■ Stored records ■
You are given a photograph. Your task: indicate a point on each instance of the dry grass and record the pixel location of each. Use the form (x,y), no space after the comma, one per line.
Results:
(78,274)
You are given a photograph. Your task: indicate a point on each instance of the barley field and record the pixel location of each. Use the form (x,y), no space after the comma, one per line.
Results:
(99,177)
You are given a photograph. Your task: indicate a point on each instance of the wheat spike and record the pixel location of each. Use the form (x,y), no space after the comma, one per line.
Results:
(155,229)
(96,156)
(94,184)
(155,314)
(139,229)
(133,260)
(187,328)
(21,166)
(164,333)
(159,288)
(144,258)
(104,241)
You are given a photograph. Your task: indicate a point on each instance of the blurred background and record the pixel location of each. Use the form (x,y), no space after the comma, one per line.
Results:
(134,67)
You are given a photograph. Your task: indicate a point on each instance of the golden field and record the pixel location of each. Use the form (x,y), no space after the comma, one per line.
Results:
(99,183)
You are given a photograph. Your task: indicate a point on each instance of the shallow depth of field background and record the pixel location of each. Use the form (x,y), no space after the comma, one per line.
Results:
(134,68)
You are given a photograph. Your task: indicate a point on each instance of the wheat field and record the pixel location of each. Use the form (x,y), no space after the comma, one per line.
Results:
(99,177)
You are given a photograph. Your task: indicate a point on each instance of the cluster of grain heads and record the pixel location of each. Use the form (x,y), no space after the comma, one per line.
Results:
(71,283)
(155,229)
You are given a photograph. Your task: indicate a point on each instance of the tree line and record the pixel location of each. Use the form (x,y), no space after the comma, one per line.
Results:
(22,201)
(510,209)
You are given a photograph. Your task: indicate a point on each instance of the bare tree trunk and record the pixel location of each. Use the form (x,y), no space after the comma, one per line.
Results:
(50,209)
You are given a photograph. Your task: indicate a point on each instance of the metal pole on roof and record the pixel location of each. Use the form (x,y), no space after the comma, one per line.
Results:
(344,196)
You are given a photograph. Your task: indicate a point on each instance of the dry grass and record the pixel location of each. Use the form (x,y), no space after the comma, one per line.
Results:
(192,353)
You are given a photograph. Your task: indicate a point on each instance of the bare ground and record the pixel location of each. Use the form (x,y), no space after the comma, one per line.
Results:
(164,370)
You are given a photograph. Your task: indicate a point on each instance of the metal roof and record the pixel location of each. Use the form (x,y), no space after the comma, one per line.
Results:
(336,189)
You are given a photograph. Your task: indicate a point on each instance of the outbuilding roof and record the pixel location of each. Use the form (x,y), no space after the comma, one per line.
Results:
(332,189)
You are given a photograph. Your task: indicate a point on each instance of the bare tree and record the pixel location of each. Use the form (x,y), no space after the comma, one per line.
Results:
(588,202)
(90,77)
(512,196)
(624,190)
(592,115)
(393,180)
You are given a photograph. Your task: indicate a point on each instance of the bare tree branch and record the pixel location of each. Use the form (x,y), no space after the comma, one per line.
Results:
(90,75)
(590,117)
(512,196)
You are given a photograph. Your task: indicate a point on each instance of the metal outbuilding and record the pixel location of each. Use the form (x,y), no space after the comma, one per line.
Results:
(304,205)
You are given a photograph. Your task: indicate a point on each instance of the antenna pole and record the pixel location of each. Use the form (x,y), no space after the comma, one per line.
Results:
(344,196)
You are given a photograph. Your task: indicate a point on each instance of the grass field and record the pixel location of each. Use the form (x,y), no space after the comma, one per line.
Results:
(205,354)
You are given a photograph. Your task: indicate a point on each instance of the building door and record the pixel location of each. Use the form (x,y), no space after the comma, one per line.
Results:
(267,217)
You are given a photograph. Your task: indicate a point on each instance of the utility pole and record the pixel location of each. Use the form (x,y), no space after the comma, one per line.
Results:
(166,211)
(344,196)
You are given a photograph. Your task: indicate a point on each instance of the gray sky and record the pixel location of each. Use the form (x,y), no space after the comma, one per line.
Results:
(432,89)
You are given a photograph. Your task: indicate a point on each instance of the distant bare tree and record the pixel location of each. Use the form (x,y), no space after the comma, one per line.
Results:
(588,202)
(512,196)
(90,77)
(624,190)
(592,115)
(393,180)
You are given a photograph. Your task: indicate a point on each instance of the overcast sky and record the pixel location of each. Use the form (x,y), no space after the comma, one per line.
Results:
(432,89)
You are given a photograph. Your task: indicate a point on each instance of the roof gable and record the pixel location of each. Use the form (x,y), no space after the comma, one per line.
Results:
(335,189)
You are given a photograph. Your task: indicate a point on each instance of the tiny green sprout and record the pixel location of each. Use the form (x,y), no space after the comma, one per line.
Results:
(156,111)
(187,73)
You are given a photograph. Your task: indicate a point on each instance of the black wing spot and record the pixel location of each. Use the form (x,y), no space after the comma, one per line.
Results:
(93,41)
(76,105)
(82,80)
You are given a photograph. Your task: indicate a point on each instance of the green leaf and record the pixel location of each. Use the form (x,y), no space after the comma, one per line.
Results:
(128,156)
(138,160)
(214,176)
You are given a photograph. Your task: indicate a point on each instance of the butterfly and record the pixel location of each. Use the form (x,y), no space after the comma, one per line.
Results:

■ Exercise brief ■
From the data above, copy each line exactly.

■ Problem solution ■
You are given a photograph. Your task: indicate a point on each instance of the dry grass and record the pixel location of each. Use the form (x,y), no space after the comma, one per line.
Results:
(78,274)
You are given a photograph. Your task: indicate a point on each instance of the barley field and record the pixel location of each. Use the form (x,y), no space after the comma, one per line.
Results:
(99,177)
You are given a photograph. Your task: indicate a point on each instance of the wheat spike and record the pixel location of each. Use the form (x,y), no space after the comma, one per line.
Results:
(155,229)
(96,156)
(94,184)
(155,314)
(139,229)
(133,260)
(187,328)
(21,166)
(164,333)
(159,288)
(144,258)
(104,241)
You are given a photograph. Your task: indicate a point on each instance of the blurred background and record the pixel location of each. Use the form (x,y), no space after the comma, one per line.
Results:
(134,67)
You are given a photograph. Your task: indicate a point on each instance of the golden field and record the pixel location of each. Use the form (x,y), no space after the comma, one per line.
Results:
(99,183)
You are given a photograph. Your task: indicate a point on each instance of the shallow depth of field background and record the pixel location of each. Use the form (x,y), no space after the comma, one per line.
Results:
(134,68)
You are given a photograph. Your task: indicate a point on each instance of the wheat field and record the pixel location of each. Use the form (x,y), no space after the comma, one per line.
Results:
(99,177)
You are given a photograph. Your task: indicate a point on each instance of the cluster of grain heads and record the pixel location of each. Use the form (x,y), no space after the comma, one per line.
Results:
(71,283)
(155,229)
You are given a photograph. Your task: indicate a point on each instance of the tree line and record the pixel location of each. Use the form (x,y), no space after the comma, one per line.
Results:
(22,201)
(510,209)
You are given a photograph. Your task: indicate a point on each instance of the bare tree trunk and record the pixel location of each. Use the form (x,y), no space after the comma, one per line.
Results:
(50,209)
You are given a photograph. Your task: indicate a point on each instance of the metal pole on roof and record the pixel location of each. Use the form (x,y), no space after the comma, one per line.
Results:
(344,196)
You are given a photograph. Your task: indicate a point on each instance of the dry grass and record the pixel location of each. Use the form (x,y), no space after the comma, one per line.
Results:
(192,353)
You are given a photograph. Your task: indicate a point on each instance of the bare ground and record the pixel location of each. Use the form (x,y), no space after the comma, one per line.
Results:
(164,370)
You are given a photograph. Your task: indicate a point on each instance of the metal roof and record the pixel location of each. Use the form (x,y), no space after the comma, one per line.
Results:
(336,189)
You are given a photograph. Your task: indicate a point on each instance of the outbuilding roof and record the pixel location of each. Use the form (x,y), no space after the comma, one per line.
Results:
(332,189)
You are given a photograph. Your task: indicate a point on each instance of the bare tree and record the pixel location of each. Use the form (x,y), no space after the comma, one per line.
Results:
(588,202)
(90,77)
(512,196)
(624,190)
(592,115)
(393,180)
You are given a photograph. Your task: indicate a point on each instance of the bare tree branch and record the pixel location of each. Use the form (x,y), no space after the comma, one per line.
Results:
(90,75)
(590,117)
(512,196)
You are given a photograph. Your task: indicate a point on each instance of the metal outbuilding and record the pixel location of each. Use the form (x,y), no space after the comma, one per line.
Results:
(304,205)
You are given a photograph. Your task: indicate a point on each instance of the antenna pole and record the pixel location of each. Use the form (x,y), no space after the comma, one per line.
Results:
(344,196)
You are given a photograph. Your task: indicate a point on each instance of the grass field and record the pixel location of each. Use the form (x,y), no space after the comma, one per line.
Results:
(205,354)
You are given a photograph. Your task: indicate a point on each instance of the building door and record the pixel location of each. Use the form (x,y), no space after the comma, one per line.
Results:
(267,217)
You are given a photograph. Your task: indicate a point on each instance of the utility pole and record the pixel location of each. Use the form (x,y), no space after the comma, one per line.
Results:
(166,211)
(344,196)
You are given a photograph. Your task: indicate a point on each instance of the gray sky and record the pixel location of each. Use the form (x,y), no space after the comma, one per line.
Results:
(432,89)
You are given a photograph. Your task: indicate a point on each instance of the distant bare tree and record the pixel location of each. Use the form (x,y), no space after the comma, one per line.
Results:
(588,202)
(512,196)
(90,77)
(624,190)
(592,115)
(393,180)
You are given a photograph. Your task: indicate a point on each instance of the overcast sky and record the pixel location of each. Use the form (x,y), no space after the comma, one per line.
Results:
(432,89)
You are given a photograph. Your task: indicate a point on each instance of the roof gable and record the pixel location of each. Use the form (x,y), no space after the comma, one per line.
Results:
(335,189)
You are given a photograph. Your task: indicate a point on each instance of the tiny green sprout and record the pixel location of each. Use the form (x,y), no space after the comma, one per line.
Results:
(156,111)
(187,73)
You are given a photograph. Your task: indicate a point on each instance of the black wing spot and record the pixel location of each. Use the form (x,y), no space after the comma, one per line.
Results:
(93,41)
(76,105)
(82,80)
You are given a photograph. Your task: indicate a point on each instance of the green leaf and record the pixel location of each. Use the form (x,y), no space after the comma, one per line.
Results:
(128,156)
(138,160)
(214,176)
You are given a photograph. Your task: indicate a point on each instance of the butterfly and record the pixel location of each. Use the form (x,y), no space after the comma, one per line.
Results:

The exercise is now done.